=== Information shown ===

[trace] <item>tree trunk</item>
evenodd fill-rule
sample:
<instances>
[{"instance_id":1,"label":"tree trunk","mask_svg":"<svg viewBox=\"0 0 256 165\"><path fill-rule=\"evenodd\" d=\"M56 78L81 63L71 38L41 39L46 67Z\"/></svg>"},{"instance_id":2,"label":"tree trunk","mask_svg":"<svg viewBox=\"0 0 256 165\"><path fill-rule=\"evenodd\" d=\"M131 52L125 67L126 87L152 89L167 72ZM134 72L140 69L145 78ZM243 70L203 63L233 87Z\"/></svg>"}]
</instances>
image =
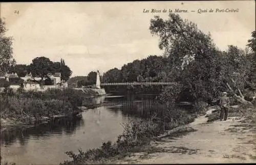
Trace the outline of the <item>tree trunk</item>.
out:
<instances>
[{"instance_id":1,"label":"tree trunk","mask_svg":"<svg viewBox=\"0 0 256 165\"><path fill-rule=\"evenodd\" d=\"M241 103L245 105L253 105L252 103L250 102L250 101L248 101L247 100L246 100L243 97L243 95L242 95L242 93L241 93L240 90L239 90L239 91L240 92L240 94L241 95L241 96L238 96L234 92L234 91L231 88L230 86L228 84L228 83L227 82L227 86L228 87L228 89L229 89L234 94L234 98L237 100L237 101L238 101L240 103Z\"/></svg>"}]
</instances>

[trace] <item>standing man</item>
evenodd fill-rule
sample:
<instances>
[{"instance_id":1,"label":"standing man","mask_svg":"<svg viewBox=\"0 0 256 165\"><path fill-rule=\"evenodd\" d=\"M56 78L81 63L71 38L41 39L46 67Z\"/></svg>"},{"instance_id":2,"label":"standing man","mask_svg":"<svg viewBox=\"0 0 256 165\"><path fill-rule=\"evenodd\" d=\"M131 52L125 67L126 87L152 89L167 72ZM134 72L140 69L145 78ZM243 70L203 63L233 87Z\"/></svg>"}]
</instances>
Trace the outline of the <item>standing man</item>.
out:
<instances>
[{"instance_id":1,"label":"standing man","mask_svg":"<svg viewBox=\"0 0 256 165\"><path fill-rule=\"evenodd\" d=\"M220 116L220 120L221 121L223 119L223 115L225 113L224 121L227 120L227 113L228 111L228 106L230 103L229 98L227 97L227 92L222 93L222 97L221 97L220 100L220 106L221 107L221 114Z\"/></svg>"}]
</instances>

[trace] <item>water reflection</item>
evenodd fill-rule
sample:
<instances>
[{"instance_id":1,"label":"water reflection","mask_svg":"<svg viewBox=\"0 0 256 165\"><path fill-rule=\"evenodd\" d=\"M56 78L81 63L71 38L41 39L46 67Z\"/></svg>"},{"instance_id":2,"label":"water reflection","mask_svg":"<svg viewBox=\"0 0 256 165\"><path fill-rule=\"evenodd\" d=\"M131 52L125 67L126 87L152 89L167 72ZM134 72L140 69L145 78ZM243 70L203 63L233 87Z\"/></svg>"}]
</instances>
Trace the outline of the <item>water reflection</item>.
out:
<instances>
[{"instance_id":1,"label":"water reflection","mask_svg":"<svg viewBox=\"0 0 256 165\"><path fill-rule=\"evenodd\" d=\"M65 152L99 147L122 133L120 124L164 113L154 96L89 97L84 101L101 106L82 113L80 120L56 120L31 127L16 127L1 132L1 156L19 164L58 164L69 159ZM162 109L162 110L160 110Z\"/></svg>"},{"instance_id":2,"label":"water reflection","mask_svg":"<svg viewBox=\"0 0 256 165\"><path fill-rule=\"evenodd\" d=\"M38 139L39 138L50 136L52 134L71 135L78 127L84 126L82 119L61 119L48 123L35 126L17 126L1 132L1 145L11 144L18 140L22 145L29 139Z\"/></svg>"}]
</instances>

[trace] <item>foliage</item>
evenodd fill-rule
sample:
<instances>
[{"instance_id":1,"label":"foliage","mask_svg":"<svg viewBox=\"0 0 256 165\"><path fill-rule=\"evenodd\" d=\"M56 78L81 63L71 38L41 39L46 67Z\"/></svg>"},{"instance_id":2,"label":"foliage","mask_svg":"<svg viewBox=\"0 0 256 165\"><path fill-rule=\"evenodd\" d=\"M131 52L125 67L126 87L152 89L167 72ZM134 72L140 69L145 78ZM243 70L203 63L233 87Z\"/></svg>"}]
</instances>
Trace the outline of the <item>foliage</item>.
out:
<instances>
[{"instance_id":1,"label":"foliage","mask_svg":"<svg viewBox=\"0 0 256 165\"><path fill-rule=\"evenodd\" d=\"M6 23L0 18L0 72L8 70L16 62L12 57L12 39L5 36Z\"/></svg>"},{"instance_id":2,"label":"foliage","mask_svg":"<svg viewBox=\"0 0 256 165\"><path fill-rule=\"evenodd\" d=\"M79 112L77 107L85 103L85 98L72 89L15 93L8 95L3 94L1 96L1 118L14 118L21 121L32 118L39 121L43 117L51 118L59 115L71 116Z\"/></svg>"},{"instance_id":3,"label":"foliage","mask_svg":"<svg viewBox=\"0 0 256 165\"><path fill-rule=\"evenodd\" d=\"M44 77L48 74L52 73L53 63L49 59L45 57L37 57L32 60L30 64L31 72L33 76L39 76L42 81Z\"/></svg>"},{"instance_id":4,"label":"foliage","mask_svg":"<svg viewBox=\"0 0 256 165\"><path fill-rule=\"evenodd\" d=\"M180 85L166 87L160 93L159 96L159 100L162 103L167 104L167 106L169 104L174 104L181 91L181 87Z\"/></svg>"},{"instance_id":5,"label":"foliage","mask_svg":"<svg viewBox=\"0 0 256 165\"><path fill-rule=\"evenodd\" d=\"M61 79L67 81L71 74L72 71L70 68L65 65L65 62L63 59L60 59L60 63L53 63L54 72L59 72L61 74Z\"/></svg>"},{"instance_id":6,"label":"foliage","mask_svg":"<svg viewBox=\"0 0 256 165\"><path fill-rule=\"evenodd\" d=\"M254 52L256 51L256 43L255 42L255 38L256 37L256 34L255 31L251 32L251 39L248 40L248 44L247 46L249 46L251 49L251 50L254 51Z\"/></svg>"}]
</instances>

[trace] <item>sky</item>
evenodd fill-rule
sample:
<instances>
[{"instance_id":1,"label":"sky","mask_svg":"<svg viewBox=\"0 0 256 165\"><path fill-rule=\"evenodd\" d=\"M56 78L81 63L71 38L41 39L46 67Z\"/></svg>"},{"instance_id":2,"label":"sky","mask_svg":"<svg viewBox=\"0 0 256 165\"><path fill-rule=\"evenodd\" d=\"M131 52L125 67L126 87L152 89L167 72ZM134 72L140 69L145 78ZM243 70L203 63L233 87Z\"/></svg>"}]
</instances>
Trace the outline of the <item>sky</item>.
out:
<instances>
[{"instance_id":1,"label":"sky","mask_svg":"<svg viewBox=\"0 0 256 165\"><path fill-rule=\"evenodd\" d=\"M2 3L0 16L7 23L6 35L13 38L17 64L29 64L41 56L54 62L62 58L74 77L162 55L159 37L148 28L154 16L167 19L168 13L151 13L152 9L188 10L180 16L210 32L220 49L231 44L244 48L255 31L255 6L254 1ZM150 12L143 13L144 9ZM216 9L239 12L218 13ZM198 13L200 9L208 12Z\"/></svg>"}]
</instances>

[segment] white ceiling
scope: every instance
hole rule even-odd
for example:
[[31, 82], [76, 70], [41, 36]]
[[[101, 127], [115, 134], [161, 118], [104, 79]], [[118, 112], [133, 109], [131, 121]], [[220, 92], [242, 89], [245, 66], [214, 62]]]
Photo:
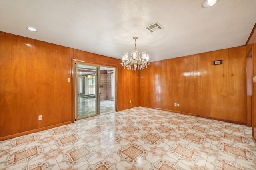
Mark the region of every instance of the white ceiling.
[[[150, 61], [244, 45], [256, 0], [0, 0], [1, 31], [121, 59], [136, 46]], [[156, 21], [164, 29], [150, 33]], [[26, 27], [38, 30], [33, 32]]]

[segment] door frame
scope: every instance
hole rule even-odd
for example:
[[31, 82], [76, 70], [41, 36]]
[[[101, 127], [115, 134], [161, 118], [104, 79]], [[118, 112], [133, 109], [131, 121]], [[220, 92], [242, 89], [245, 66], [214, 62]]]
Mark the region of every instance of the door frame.
[[252, 126], [252, 49], [246, 56], [246, 123], [247, 126]]
[[[110, 67], [110, 68], [114, 68], [115, 69], [115, 104], [114, 104], [114, 108], [115, 109], [115, 110], [116, 111], [116, 109], [117, 109], [117, 101], [116, 100], [117, 99], [117, 92], [116, 92], [116, 88], [117, 88], [117, 69], [116, 68], [116, 66], [113, 66], [113, 65], [107, 65], [107, 64], [94, 64], [94, 63], [87, 63], [86, 61], [84, 61], [84, 60], [79, 60], [79, 59], [71, 59], [71, 82], [72, 82], [71, 83], [71, 100], [72, 100], [72, 106], [71, 106], [71, 120], [72, 120], [72, 123], [74, 123], [74, 121], [75, 121], [75, 114], [76, 114], [76, 113], [75, 113], [75, 107], [76, 107], [75, 104], [75, 100], [76, 100], [75, 98], [74, 97], [74, 88], [75, 87], [75, 84], [74, 84], [74, 72], [76, 71], [76, 70], [74, 70], [75, 68], [74, 68], [74, 64], [75, 63], [80, 63], [81, 64], [84, 64], [85, 65], [89, 65], [89, 66], [97, 66], [97, 67], [98, 67], [99, 68], [99, 70], [98, 71], [98, 74], [100, 74], [100, 67]], [[98, 85], [100, 83], [100, 75], [98, 75]], [[98, 89], [99, 89], [99, 87], [98, 87], [98, 88], [97, 89], [97, 92], [98, 93], [98, 98], [99, 99], [100, 99], [100, 94], [99, 94], [99, 91], [98, 91]], [[100, 107], [100, 100], [98, 100], [98, 106], [99, 106], [99, 107]], [[99, 107], [98, 108], [98, 113], [97, 115], [93, 115], [92, 116], [98, 116], [98, 115], [100, 115], [100, 108]]]

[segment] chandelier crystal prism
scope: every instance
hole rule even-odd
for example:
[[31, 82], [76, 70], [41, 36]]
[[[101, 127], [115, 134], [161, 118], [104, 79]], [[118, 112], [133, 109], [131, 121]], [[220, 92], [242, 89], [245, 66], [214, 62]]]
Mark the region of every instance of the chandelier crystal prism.
[[126, 67], [127, 69], [136, 70], [137, 68], [140, 70], [143, 69], [144, 67], [147, 68], [147, 66], [149, 65], [149, 54], [146, 54], [146, 52], [143, 51], [142, 53], [142, 57], [140, 57], [140, 53], [136, 47], [136, 40], [138, 39], [137, 37], [134, 37], [133, 38], [135, 40], [134, 42], [135, 47], [131, 53], [130, 57], [128, 56], [128, 52], [124, 53], [124, 54], [121, 55], [122, 65], [124, 66], [124, 68]]

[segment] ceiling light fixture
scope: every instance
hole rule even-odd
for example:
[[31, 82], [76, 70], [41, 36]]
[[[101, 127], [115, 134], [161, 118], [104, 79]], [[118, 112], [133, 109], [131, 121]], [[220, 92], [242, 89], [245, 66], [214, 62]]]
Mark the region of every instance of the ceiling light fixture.
[[28, 27], [27, 28], [27, 29], [29, 31], [31, 31], [33, 32], [37, 32], [37, 30], [36, 29], [32, 27]]
[[202, 4], [202, 6], [204, 8], [208, 8], [216, 4], [218, 0], [205, 0]]
[[134, 42], [135, 47], [131, 53], [131, 57], [129, 58], [128, 57], [128, 53], [124, 53], [124, 55], [122, 55], [122, 66], [124, 66], [124, 68], [126, 67], [127, 69], [136, 70], [137, 68], [140, 70], [142, 70], [144, 67], [147, 68], [147, 66], [149, 65], [149, 54], [146, 54], [146, 52], [142, 52], [142, 56], [140, 58], [140, 53], [136, 47], [136, 40], [138, 39], [137, 37], [134, 37], [133, 38], [135, 40]]

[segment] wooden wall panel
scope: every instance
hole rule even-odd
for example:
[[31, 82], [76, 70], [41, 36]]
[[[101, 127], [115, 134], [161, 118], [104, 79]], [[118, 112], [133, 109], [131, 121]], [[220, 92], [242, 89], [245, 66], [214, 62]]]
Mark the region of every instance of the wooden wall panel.
[[228, 106], [226, 107], [229, 115], [227, 119], [243, 123], [246, 122], [245, 51], [244, 46], [228, 49]]
[[[197, 114], [197, 56], [150, 63], [140, 72], [140, 105]], [[174, 103], [180, 106], [174, 106]]]
[[212, 84], [211, 86], [211, 105], [210, 116], [228, 120], [228, 115], [226, 112], [228, 106], [228, 49], [212, 52], [210, 61], [223, 60], [223, 64], [211, 67]]
[[139, 72], [139, 105], [142, 106], [154, 108], [155, 106], [155, 62], [150, 63], [148, 68]]
[[[242, 46], [150, 63], [140, 73], [140, 105], [245, 124], [245, 51]], [[213, 66], [220, 59], [223, 64]]]
[[124, 69], [121, 60], [2, 32], [0, 36], [0, 140], [72, 122], [71, 59], [116, 67], [117, 111], [139, 106], [138, 71]]
[[18, 131], [18, 37], [0, 34], [0, 137]]
[[72, 49], [21, 37], [18, 44], [19, 132], [70, 121]]
[[211, 53], [198, 55], [198, 115], [210, 117], [212, 74]]

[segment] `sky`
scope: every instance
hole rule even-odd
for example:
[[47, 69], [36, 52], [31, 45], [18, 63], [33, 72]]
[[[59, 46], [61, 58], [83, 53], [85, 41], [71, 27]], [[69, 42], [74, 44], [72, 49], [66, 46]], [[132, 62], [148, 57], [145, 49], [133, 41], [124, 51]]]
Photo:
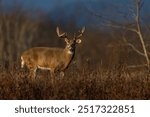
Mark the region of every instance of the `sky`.
[[[96, 21], [91, 18], [93, 16], [89, 11], [122, 20], [123, 16], [119, 13], [131, 12], [131, 1], [133, 0], [2, 0], [5, 9], [20, 4], [24, 9], [39, 9], [49, 13], [56, 21], [68, 22], [75, 19], [79, 25], [85, 25], [89, 20]], [[149, 4], [150, 0], [144, 0], [142, 14], [146, 16], [150, 14]]]

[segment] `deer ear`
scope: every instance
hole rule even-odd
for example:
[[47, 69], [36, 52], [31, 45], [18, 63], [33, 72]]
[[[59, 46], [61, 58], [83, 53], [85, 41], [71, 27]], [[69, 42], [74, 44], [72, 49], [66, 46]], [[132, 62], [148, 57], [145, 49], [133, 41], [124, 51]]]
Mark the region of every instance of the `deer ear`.
[[68, 39], [67, 38], [65, 38], [65, 42], [68, 43]]
[[76, 40], [76, 43], [81, 43], [81, 42], [82, 42], [81, 39]]

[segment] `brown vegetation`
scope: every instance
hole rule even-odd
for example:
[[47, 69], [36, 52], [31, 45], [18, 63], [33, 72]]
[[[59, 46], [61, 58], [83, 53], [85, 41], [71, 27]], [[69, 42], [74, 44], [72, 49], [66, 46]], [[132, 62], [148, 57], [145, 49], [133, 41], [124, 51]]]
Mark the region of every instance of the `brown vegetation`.
[[[64, 78], [38, 70], [32, 81], [28, 69], [20, 68], [21, 52], [34, 46], [63, 46], [56, 24], [47, 21], [18, 11], [0, 14], [0, 99], [150, 99], [149, 71], [128, 69], [144, 58], [124, 46], [121, 31], [115, 30], [87, 28]], [[134, 42], [136, 36], [127, 38]]]

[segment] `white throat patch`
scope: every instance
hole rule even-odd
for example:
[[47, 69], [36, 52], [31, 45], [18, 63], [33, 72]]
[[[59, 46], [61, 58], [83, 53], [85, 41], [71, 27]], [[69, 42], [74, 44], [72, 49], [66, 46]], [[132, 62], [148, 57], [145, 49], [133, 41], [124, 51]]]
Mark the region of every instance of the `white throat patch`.
[[70, 50], [69, 50], [69, 51], [67, 51], [67, 53], [68, 53], [68, 54], [73, 54], [73, 52], [71, 52]]

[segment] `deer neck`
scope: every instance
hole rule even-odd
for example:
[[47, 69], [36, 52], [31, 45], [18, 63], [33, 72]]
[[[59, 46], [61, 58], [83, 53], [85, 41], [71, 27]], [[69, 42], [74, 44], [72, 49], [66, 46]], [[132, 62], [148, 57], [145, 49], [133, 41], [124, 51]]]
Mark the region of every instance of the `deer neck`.
[[70, 60], [73, 59], [74, 54], [75, 54], [75, 49], [74, 50], [69, 50], [68, 48], [65, 48], [65, 53], [66, 53], [66, 57]]

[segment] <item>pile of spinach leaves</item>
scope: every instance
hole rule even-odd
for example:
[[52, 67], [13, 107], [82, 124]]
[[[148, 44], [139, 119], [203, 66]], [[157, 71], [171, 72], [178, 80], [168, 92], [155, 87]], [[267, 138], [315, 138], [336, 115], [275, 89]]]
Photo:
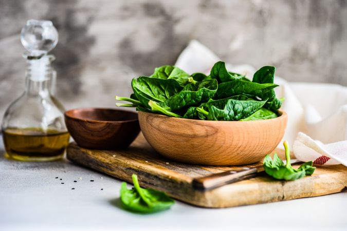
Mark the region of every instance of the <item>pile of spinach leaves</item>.
[[190, 75], [173, 66], [155, 68], [149, 76], [132, 81], [130, 98], [116, 97], [137, 110], [187, 119], [249, 121], [277, 117], [281, 101], [273, 84], [276, 68], [260, 68], [250, 81], [245, 75], [228, 71], [224, 62], [216, 63], [210, 75]]

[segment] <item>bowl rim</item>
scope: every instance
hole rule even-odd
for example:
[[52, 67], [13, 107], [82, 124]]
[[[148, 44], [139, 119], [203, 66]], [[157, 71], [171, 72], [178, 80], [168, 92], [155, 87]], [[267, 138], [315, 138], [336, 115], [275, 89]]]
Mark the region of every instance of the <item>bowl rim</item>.
[[118, 111], [123, 112], [130, 113], [131, 114], [136, 114], [138, 115], [138, 113], [137, 112], [129, 111], [127, 110], [122, 110], [119, 109], [118, 108], [111, 108], [107, 107], [79, 107], [77, 108], [73, 108], [69, 110], [67, 110], [64, 112], [64, 116], [65, 118], [71, 119], [71, 120], [77, 120], [79, 121], [81, 121], [83, 122], [91, 122], [94, 123], [129, 123], [131, 122], [138, 121], [138, 118], [137, 119], [134, 119], [132, 120], [119, 120], [119, 121], [109, 121], [106, 120], [91, 120], [89, 119], [82, 119], [79, 117], [75, 117], [67, 114], [68, 112], [70, 112], [72, 111], [77, 111], [77, 110], [113, 110], [113, 111]]
[[169, 117], [168, 116], [165, 116], [163, 114], [157, 114], [155, 113], [153, 113], [153, 112], [149, 112], [147, 111], [139, 111], [138, 112], [138, 114], [141, 114], [141, 113], [144, 113], [144, 114], [151, 114], [154, 116], [157, 116], [158, 117], [162, 117], [162, 118], [171, 118], [171, 119], [173, 120], [184, 120], [186, 121], [199, 121], [200, 123], [264, 123], [267, 121], [273, 121], [274, 120], [282, 120], [283, 119], [285, 119], [286, 118], [288, 117], [288, 114], [287, 113], [283, 110], [278, 110], [279, 112], [280, 113], [280, 116], [276, 117], [276, 118], [272, 118], [272, 119], [267, 119], [266, 120], [248, 120], [248, 121], [225, 121], [225, 120], [195, 120], [194, 119], [187, 119], [187, 118], [178, 118], [177, 117]]

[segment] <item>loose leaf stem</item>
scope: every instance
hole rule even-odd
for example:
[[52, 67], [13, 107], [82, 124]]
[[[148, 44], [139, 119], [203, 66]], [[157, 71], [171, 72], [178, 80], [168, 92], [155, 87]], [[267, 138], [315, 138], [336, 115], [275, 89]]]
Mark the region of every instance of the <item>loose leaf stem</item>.
[[122, 103], [116, 103], [116, 106], [117, 107], [136, 107], [138, 105], [133, 104], [123, 104]]
[[286, 140], [283, 142], [283, 146], [284, 146], [284, 150], [285, 151], [285, 159], [287, 161], [285, 167], [286, 168], [290, 168], [291, 165], [290, 164], [290, 151], [289, 150], [288, 141]]
[[196, 108], [196, 110], [198, 111], [200, 113], [202, 113], [204, 115], [208, 116], [208, 112], [205, 111], [204, 109], [200, 107], [197, 107]]
[[120, 101], [127, 101], [130, 102], [130, 103], [133, 103], [134, 104], [141, 105], [141, 102], [138, 100], [134, 100], [134, 99], [128, 98], [127, 97], [119, 97], [116, 95], [116, 100], [119, 100]]
[[133, 178], [134, 187], [135, 188], [141, 198], [142, 199], [142, 200], [143, 200], [143, 201], [144, 201], [146, 204], [147, 204], [147, 205], [148, 205], [149, 207], [152, 207], [153, 205], [152, 202], [151, 202], [151, 201], [150, 201], [148, 198], [145, 196], [144, 196], [143, 192], [142, 190], [142, 188], [141, 188], [141, 187], [140, 187], [140, 184], [139, 184], [139, 181], [137, 180], [137, 176], [135, 174], [133, 174], [132, 178]]

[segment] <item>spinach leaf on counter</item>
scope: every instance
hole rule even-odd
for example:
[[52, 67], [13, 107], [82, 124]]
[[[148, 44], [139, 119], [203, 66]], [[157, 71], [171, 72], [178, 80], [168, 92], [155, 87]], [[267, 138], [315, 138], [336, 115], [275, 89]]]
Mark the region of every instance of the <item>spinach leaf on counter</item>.
[[132, 189], [126, 188], [126, 182], [122, 182], [121, 185], [120, 200], [125, 209], [147, 214], [168, 209], [175, 203], [175, 201], [163, 192], [140, 187], [136, 175], [133, 175], [132, 178]]
[[265, 172], [275, 179], [286, 181], [294, 181], [305, 176], [312, 175], [316, 169], [315, 167], [312, 166], [312, 161], [302, 164], [297, 169], [294, 168], [290, 164], [290, 153], [288, 142], [284, 141], [283, 145], [285, 150], [286, 164], [284, 164], [277, 153], [274, 154], [273, 160], [267, 155], [263, 161]]
[[252, 81], [228, 71], [225, 63], [216, 63], [210, 75], [189, 75], [173, 66], [155, 68], [150, 76], [132, 82], [130, 98], [116, 97], [118, 106], [138, 111], [197, 120], [257, 120], [277, 117], [281, 102], [273, 89], [275, 68], [263, 67]]

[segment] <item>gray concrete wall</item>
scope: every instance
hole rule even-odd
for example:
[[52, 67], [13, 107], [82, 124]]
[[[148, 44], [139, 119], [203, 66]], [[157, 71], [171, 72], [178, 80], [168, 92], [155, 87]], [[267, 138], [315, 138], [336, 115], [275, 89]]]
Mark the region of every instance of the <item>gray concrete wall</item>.
[[291, 81], [347, 85], [346, 0], [0, 0], [0, 116], [23, 90], [28, 19], [53, 21], [58, 97], [113, 107], [131, 79], [173, 64], [191, 39]]

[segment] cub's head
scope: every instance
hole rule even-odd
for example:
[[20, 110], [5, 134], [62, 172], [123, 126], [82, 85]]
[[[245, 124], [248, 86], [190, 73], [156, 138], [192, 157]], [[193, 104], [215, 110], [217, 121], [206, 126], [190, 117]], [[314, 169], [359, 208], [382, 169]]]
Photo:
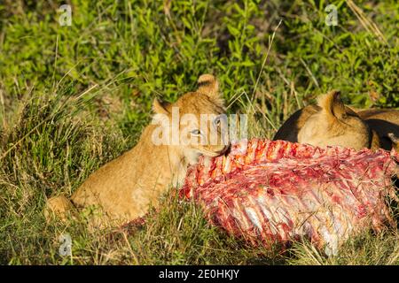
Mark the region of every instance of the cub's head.
[[298, 133], [298, 142], [315, 146], [337, 145], [355, 149], [378, 147], [369, 126], [332, 91], [318, 99], [320, 110], [311, 115]]
[[[182, 96], [176, 103], [154, 100], [153, 124], [160, 124], [162, 143], [178, 147], [190, 163], [200, 155], [217, 157], [229, 147], [224, 101], [216, 79], [203, 74], [198, 89]], [[153, 134], [160, 138], [159, 133]]]

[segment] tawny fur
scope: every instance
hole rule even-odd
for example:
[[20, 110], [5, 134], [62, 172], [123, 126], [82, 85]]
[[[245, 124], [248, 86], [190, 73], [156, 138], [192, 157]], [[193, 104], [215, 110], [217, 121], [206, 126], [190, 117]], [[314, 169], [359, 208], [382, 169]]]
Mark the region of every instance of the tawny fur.
[[334, 90], [322, 96], [317, 103], [307, 106], [290, 117], [274, 140], [321, 147], [338, 145], [356, 149], [380, 146], [377, 133], [342, 103], [340, 92]]
[[[161, 103], [155, 99], [153, 109], [160, 118], [154, 118], [153, 122], [162, 122], [157, 120], [162, 119], [170, 122], [174, 108], [178, 109], [180, 118], [190, 113], [199, 123], [201, 114], [220, 115], [225, 111], [217, 80], [209, 74], [200, 77], [197, 91], [184, 94], [175, 103]], [[187, 134], [200, 128], [196, 123], [182, 122], [177, 120], [180, 133]], [[212, 125], [207, 126], [208, 133], [215, 126]], [[102, 214], [96, 221], [99, 225], [133, 220], [144, 216], [150, 206], [157, 207], [160, 196], [168, 187], [183, 182], [189, 164], [196, 163], [200, 155], [209, 157], [221, 155], [228, 147], [225, 142], [223, 142], [219, 127], [217, 144], [206, 141], [205, 144], [155, 145], [153, 134], [159, 127], [158, 124], [147, 126], [132, 149], [93, 172], [72, 195], [74, 206], [98, 207]], [[168, 133], [170, 127], [166, 129]], [[71, 210], [72, 203], [68, 203], [65, 196], [56, 196], [49, 200], [47, 210], [63, 215]]]
[[[334, 101], [332, 95], [333, 93], [335, 92], [321, 98], [321, 104], [324, 107], [309, 105], [294, 112], [278, 129], [273, 140], [298, 142], [298, 134], [301, 129], [305, 124], [308, 126], [310, 124], [310, 127], [316, 132], [309, 133], [311, 131], [308, 128], [308, 136], [303, 136], [302, 131], [301, 140], [302, 142], [313, 143], [315, 142], [314, 140], [317, 139], [317, 143], [322, 146], [346, 144], [351, 148], [359, 148], [362, 144], [366, 145], [367, 142], [365, 142], [370, 140], [371, 142], [367, 147], [371, 149], [382, 148], [387, 150], [395, 147], [397, 149], [397, 143], [393, 142], [388, 134], [391, 133], [394, 136], [399, 136], [399, 111], [391, 109], [361, 110], [345, 106], [346, 116], [352, 117], [352, 119], [348, 120], [345, 119], [345, 115], [343, 119], [340, 119], [340, 117], [334, 119], [334, 116], [342, 112], [343, 104], [340, 102], [340, 99]], [[323, 109], [324, 111], [322, 111]], [[325, 111], [325, 110], [328, 111]], [[309, 118], [311, 118], [310, 120], [307, 122]], [[363, 120], [363, 123], [358, 123], [359, 118]], [[318, 119], [323, 120], [318, 120]], [[349, 123], [349, 121], [351, 122]], [[364, 131], [364, 126], [362, 124], [365, 124], [369, 127], [368, 133]], [[324, 129], [325, 126], [328, 126], [325, 128], [326, 130]], [[317, 130], [317, 128], [320, 130]], [[351, 134], [354, 128], [356, 129], [353, 132], [354, 134]], [[348, 134], [343, 133], [342, 130], [347, 131]]]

===

**What you should do:** Quote verbatim the part of the data that opens with the line containing "[segment] <item>gray concrete wall</item>" and closes with the line containing "Mark the region of every instance of the <item>gray", including both of those lines.

**Written response:**
[segment] <item>gray concrete wall</item>
scope: every instance
hole rule even-odd
for example:
[[52, 67], [13, 107], [82, 124]]
[[[148, 44], [139, 119], [203, 66]], [[157, 71], [171, 72], [178, 80], [168, 92], [155, 87]], [[267, 138], [315, 138], [336, 115], [275, 89]]]
Mark the region of every instance of the <item>gray concrete wall</item>.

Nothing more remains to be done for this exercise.